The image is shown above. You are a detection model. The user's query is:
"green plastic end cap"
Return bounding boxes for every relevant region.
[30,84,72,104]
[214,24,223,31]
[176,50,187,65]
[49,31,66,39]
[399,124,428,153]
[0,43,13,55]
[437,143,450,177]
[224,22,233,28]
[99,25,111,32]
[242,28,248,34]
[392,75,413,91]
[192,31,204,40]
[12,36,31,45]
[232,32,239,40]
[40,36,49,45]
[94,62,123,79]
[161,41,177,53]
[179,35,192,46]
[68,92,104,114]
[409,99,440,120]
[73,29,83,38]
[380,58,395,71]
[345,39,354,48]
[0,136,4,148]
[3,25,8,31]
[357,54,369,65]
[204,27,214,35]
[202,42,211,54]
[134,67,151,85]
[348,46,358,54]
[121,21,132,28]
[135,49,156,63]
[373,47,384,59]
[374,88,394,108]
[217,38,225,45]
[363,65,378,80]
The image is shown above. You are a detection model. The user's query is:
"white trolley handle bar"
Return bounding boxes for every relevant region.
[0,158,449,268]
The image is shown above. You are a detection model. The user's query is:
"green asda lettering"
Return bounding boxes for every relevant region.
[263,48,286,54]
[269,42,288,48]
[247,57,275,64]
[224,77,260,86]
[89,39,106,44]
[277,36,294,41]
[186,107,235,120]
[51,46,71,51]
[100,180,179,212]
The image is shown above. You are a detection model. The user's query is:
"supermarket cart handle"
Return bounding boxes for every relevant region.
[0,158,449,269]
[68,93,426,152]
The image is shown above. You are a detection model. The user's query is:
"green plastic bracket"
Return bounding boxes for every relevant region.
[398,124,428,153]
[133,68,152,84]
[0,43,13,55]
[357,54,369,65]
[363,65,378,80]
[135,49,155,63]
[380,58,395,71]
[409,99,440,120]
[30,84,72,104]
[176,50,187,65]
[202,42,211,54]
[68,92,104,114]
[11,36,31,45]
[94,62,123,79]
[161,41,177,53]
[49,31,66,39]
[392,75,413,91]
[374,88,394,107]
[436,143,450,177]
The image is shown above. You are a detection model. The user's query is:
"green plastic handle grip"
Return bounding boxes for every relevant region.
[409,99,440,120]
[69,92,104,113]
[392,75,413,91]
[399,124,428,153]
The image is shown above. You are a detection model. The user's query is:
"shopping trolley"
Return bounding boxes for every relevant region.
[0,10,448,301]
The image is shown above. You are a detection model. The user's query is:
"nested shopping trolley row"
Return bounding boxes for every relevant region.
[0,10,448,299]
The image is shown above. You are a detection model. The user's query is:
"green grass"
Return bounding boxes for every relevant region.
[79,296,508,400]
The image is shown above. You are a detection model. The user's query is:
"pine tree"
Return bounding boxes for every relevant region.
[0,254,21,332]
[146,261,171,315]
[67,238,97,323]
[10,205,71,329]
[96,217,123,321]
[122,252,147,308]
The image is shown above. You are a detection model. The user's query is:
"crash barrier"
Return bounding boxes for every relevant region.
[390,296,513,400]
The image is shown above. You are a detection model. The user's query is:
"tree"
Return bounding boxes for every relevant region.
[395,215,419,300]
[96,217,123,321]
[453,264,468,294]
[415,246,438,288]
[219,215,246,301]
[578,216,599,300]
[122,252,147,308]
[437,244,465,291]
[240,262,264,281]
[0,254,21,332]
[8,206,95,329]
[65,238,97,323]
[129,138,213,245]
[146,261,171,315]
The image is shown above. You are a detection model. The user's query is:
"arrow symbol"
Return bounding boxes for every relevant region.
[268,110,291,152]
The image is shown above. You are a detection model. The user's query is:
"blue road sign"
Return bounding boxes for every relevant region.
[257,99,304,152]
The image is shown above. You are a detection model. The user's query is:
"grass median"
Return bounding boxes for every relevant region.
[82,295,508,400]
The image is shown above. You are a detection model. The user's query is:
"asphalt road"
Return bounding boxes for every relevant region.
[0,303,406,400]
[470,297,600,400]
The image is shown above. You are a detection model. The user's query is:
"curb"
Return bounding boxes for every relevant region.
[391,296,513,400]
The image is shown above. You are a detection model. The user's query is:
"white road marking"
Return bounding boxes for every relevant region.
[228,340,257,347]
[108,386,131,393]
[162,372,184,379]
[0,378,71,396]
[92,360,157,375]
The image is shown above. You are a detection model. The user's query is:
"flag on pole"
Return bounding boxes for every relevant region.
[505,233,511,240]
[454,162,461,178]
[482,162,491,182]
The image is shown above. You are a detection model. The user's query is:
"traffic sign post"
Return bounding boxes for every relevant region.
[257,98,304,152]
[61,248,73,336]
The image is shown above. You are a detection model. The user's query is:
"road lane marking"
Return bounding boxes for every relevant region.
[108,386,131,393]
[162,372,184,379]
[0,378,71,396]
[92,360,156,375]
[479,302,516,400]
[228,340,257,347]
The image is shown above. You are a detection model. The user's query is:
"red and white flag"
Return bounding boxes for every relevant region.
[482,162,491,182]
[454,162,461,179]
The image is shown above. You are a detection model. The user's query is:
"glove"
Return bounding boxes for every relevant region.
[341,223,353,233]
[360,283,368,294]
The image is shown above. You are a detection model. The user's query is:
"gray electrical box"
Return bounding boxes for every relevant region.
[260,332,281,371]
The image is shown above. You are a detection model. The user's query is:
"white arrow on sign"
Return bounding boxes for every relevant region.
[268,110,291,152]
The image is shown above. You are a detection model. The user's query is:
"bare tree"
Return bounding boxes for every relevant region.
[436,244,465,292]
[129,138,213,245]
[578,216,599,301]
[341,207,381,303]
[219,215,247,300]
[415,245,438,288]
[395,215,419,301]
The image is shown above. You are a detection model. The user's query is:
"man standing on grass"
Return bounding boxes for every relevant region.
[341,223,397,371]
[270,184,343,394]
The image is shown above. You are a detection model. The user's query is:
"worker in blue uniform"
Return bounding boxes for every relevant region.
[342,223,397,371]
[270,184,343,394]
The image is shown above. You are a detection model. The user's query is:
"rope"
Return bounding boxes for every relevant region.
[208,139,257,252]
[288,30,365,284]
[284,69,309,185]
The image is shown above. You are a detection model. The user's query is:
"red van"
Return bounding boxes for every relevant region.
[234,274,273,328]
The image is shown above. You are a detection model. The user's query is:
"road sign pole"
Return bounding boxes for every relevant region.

-=-=-

From the records, determine the number of lines holding the word "handle", and state that number only.

3